Der Chef bin ich": verkündete Kerstin, 38, gleich zu Beginn von "Newtopia". Eine klare Ansage, immerhin geht es bei dem TV-Experiment auch darum, dass sich 15 Pioniere in der Wildnis ihre eigenen Regeln des Zusammenlebens schaffen. Blöd nur, dass sich niemand für ihre Führungskompetenzen zu interessieren scheint. Denn die übrigen 14 Abenteurer haben alle ihren eigenen Kopf.
Wie Hans. Während die übrigen Gruppenmitglieder beratschlagen, was sie an lebensnotwendigen Dingen mitbringen (Klopapier, Werkzeug, Schlafsäcke, Lebensmittel), hat der 30-jährige Fitnesstrainer ganz andere Prioritäten: "Für mich wär's cool, wenn ich ein paar Turnschuhe und einen Jogginganzug mitbringe, dann kann ich schon mal ein bisschen loslegen." Eine sympathische Einstellung: Es können ja schließlich nicht alle 15 die Kuh melken - ich bin dann mal joggen!

* ERFASSTE DATEN:
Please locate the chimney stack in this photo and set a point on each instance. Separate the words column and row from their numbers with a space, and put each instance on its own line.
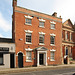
column 54, row 14
column 14, row 3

* ZIEL DER ÜBUNG:
Kannst du den Text über „Newtopia“ vollständig und Wort für Wort wiedergeben?

* SCHRIFTLICHE LÖSUNG:
Der Chef bin ich": verkündete Kerstin, 38, gleich zu Beginn von "Newtopia". Eine klare Ansage, immerhin geht es bei dem TV-Experiment auch darum, dass sich 15 Pioniere in der Wildnis ihre eigenen Regeln des Zusammenlebens schaffen. Blöd nur, dass sich niemand für ihre Führungskompetenzen zu interessieren scheint. Denn die übrigen 14 Abenteurer haben alle ihren eigenen Kopf.
Wie Hans. Während die übrigen Gruppenmitglieder beratschlagen, was sie an lebensnotwendigen Dingen mitbringen (Klopapier, Werkzeug, Schlafsäcke, Lebensmittel), hat der 30-jährige Fitnesstrainer ganz andere Prioritäten: "Für mich wär's cool, wenn ich ein paar Turnschuhe und einen Jogginganzug mitbringe, dann kann ich schon mal ein bisschen loslegen." Eine sympathische Einstellung: Es können ja schließlich nicht alle 15 die Kuh melken - ich bin dann mal joggen!